**Given passage**

Its a credit to you Zollis.
I can see a ton of work in that project.

The sides did you get them off a roll, it is 1 piece to the water line by the look.
Did you put a compound on them to stop them tin canning.

Jim
 
Randy , thank you for the compliment, although there is always room for improvement.

Jim, yes a ton of work. If I worked in fast food selling burgers each hour I have spend on the project I could have bought a boat/car brand new. What would I have learned then ?? Now I have the satisfaction to know this is the ONLY one in the world, like this.

Only the rear transom (2nd pic post 23) was put thru a roller before fitting up. Yes tin canning is the one to watch out for. Before construction started when I had the wire frame work (post #4) I investigated the phenomena. I used 0.016 " ali sheets cut to shape and curved around the wire. I adjusted the overall shape of the boat to prevent tin canning. All plates has curvature in them. From a distance ( pic 3 post#23) the sheets may look flat but as you can see on today's pics there is curvature.

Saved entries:
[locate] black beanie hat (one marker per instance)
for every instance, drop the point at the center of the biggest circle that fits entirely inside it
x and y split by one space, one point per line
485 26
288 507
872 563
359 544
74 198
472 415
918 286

**Exercise 1**
Please copy the boat-build forum thread word for word, everything from "Randy , thank" down to "world, like this.".
**Exercise 2**
In the boat-build forum thread, which part was put through a roller before fitting up?
**Exercise 3**
Continue the boat-build forum thread from where it stops.

**Result 1**
Randy , thank you for the compliment, although there is always room for improvement.

Jim, yes a ton of work. If I worked in fast food selling burgers each hour I have spend on the project I could have bought a boat/car brand new. What would I have learned then ?? Now I have the satisfaction to know this is the ONLY one in the world, like this.

**Result 2**
Only the rear transom was put through a roller before fitting up.

**Result 3**
THE FLOOR.

Under the floor there are angled supports. To get the correct height of the rear support located at the outer edge took some thinking. I took a long straight edge ( pic 2) to pick-up the front and middle support heights. Easy once figured out.

I wanted the floor to be as close to the sides as possible. I took cardboard pieces and plenty of tape to establish the shape. This template was then traced onto the floor material which is a composite consisting of polyethylene with ali outer skins. 4 mm thick. The caravan industry uses these a lot.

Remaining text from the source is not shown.